Starting at the first line below, copy through to the last line exactly.

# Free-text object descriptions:

++++++++++

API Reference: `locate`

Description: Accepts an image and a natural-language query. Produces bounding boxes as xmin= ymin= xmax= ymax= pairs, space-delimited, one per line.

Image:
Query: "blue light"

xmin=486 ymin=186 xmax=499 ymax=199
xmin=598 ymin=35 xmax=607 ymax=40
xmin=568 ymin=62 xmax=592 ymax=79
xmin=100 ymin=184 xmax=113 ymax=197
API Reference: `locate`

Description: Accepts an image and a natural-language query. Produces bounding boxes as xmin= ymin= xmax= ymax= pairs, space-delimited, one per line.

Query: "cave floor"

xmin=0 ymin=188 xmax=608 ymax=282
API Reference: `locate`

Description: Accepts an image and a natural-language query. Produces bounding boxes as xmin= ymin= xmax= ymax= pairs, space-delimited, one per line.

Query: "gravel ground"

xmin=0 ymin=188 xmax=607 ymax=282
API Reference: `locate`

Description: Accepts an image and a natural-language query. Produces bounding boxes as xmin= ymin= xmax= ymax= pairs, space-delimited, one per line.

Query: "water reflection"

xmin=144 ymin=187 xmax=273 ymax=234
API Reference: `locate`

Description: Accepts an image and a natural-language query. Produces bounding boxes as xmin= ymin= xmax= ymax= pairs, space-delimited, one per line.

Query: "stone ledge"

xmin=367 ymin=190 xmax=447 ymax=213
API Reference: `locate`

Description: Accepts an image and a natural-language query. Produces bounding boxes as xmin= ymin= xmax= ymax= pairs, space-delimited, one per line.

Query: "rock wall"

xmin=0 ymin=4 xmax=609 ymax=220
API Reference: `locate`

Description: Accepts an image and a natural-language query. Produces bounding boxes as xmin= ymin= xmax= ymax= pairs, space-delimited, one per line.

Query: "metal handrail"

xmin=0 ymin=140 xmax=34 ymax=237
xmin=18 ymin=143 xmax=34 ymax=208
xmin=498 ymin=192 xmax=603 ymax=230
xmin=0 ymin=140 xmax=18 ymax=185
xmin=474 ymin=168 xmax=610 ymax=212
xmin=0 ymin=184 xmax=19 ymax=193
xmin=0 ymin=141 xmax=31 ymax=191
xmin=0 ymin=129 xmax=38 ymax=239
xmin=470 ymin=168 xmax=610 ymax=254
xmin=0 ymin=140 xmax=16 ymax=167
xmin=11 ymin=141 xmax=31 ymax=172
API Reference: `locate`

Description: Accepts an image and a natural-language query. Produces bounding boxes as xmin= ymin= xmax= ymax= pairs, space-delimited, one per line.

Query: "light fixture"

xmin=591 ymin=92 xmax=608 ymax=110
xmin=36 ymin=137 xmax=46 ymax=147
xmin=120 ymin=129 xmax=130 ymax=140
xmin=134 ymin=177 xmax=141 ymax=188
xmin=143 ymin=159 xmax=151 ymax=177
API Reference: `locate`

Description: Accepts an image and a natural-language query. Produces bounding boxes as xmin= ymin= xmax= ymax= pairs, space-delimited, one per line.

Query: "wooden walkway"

++++++++++

# Solution for this exercise:
API Reference: `locate`

Description: Accepts an image and a natural-language query. Produces bounding boxes as xmin= ymin= xmax= ymax= pairs, space-delimited, one per line.

Image:
Query: "blue light"

xmin=486 ymin=186 xmax=499 ymax=199
xmin=598 ymin=35 xmax=607 ymax=40
xmin=568 ymin=62 xmax=592 ymax=79
xmin=100 ymin=184 xmax=113 ymax=197
API Reference: `locate`

Description: Accepts an image and a natural-language query. Produces bounding boxes as xmin= ymin= xmax= ymax= pairs, space-delimited, one per line.

Query: "cave floor"

xmin=0 ymin=188 xmax=608 ymax=282
API Reference: `locate`

Description: Accepts an image and a natural-language query. Produces bounding boxes as xmin= ymin= xmax= ymax= pairs, space-delimited, one per line.

Query: "gravel ground"

xmin=0 ymin=188 xmax=607 ymax=282
API Reference: `locate`

Description: Accepts an image and a natural-language query. Produces bounding boxes as xmin= ymin= xmax= ymax= pairs, space-delimited, one per line.

Query: "water reflection"

xmin=144 ymin=187 xmax=273 ymax=234
API Reference: `locate`

Description: Accepts an image and a natural-language query. Produces bounding boxes as xmin= ymin= xmax= ymax= pairs, space-delimited, one per line.

Query: "stone ledge"

xmin=367 ymin=190 xmax=447 ymax=213
API Reference: `locate`

Description: Accepts an image and a natural-language query. Produces bounding boxes as xmin= ymin= xmax= ymax= pairs, space-delimited, one per line.

Query: "rock wall"

xmin=0 ymin=4 xmax=609 ymax=220
API Reference: `locate`

Description: Accepts an image and a natural-language query. Produces bounding boxes as xmin= ymin= xmax= ymax= pairs, space-delimited, one per line.

Query: "metal handrail"

xmin=0 ymin=140 xmax=34 ymax=237
xmin=18 ymin=143 xmax=34 ymax=208
xmin=498 ymin=192 xmax=603 ymax=230
xmin=0 ymin=140 xmax=18 ymax=185
xmin=474 ymin=168 xmax=610 ymax=212
xmin=0 ymin=184 xmax=19 ymax=193
xmin=0 ymin=141 xmax=31 ymax=191
xmin=0 ymin=129 xmax=38 ymax=239
xmin=470 ymin=168 xmax=610 ymax=254
xmin=0 ymin=140 xmax=16 ymax=167
xmin=11 ymin=141 xmax=31 ymax=172
API Reference: `locate`

Description: Accepts an image and a natural-language query. Produces bounding boxes as xmin= ymin= xmax= ymax= pairs, space-delimited, one per line.

Query: "light fixture"

xmin=591 ymin=92 xmax=608 ymax=110
xmin=36 ymin=137 xmax=46 ymax=147
xmin=120 ymin=129 xmax=130 ymax=140
xmin=134 ymin=177 xmax=141 ymax=188
xmin=143 ymin=159 xmax=151 ymax=177
API Reference: `locate`

Description: Accepts an image and a natural-language query. Produces bounding boxes as xmin= ymin= xmax= ymax= pairs, space-delimited, one per line.

Query: "wooden walkway"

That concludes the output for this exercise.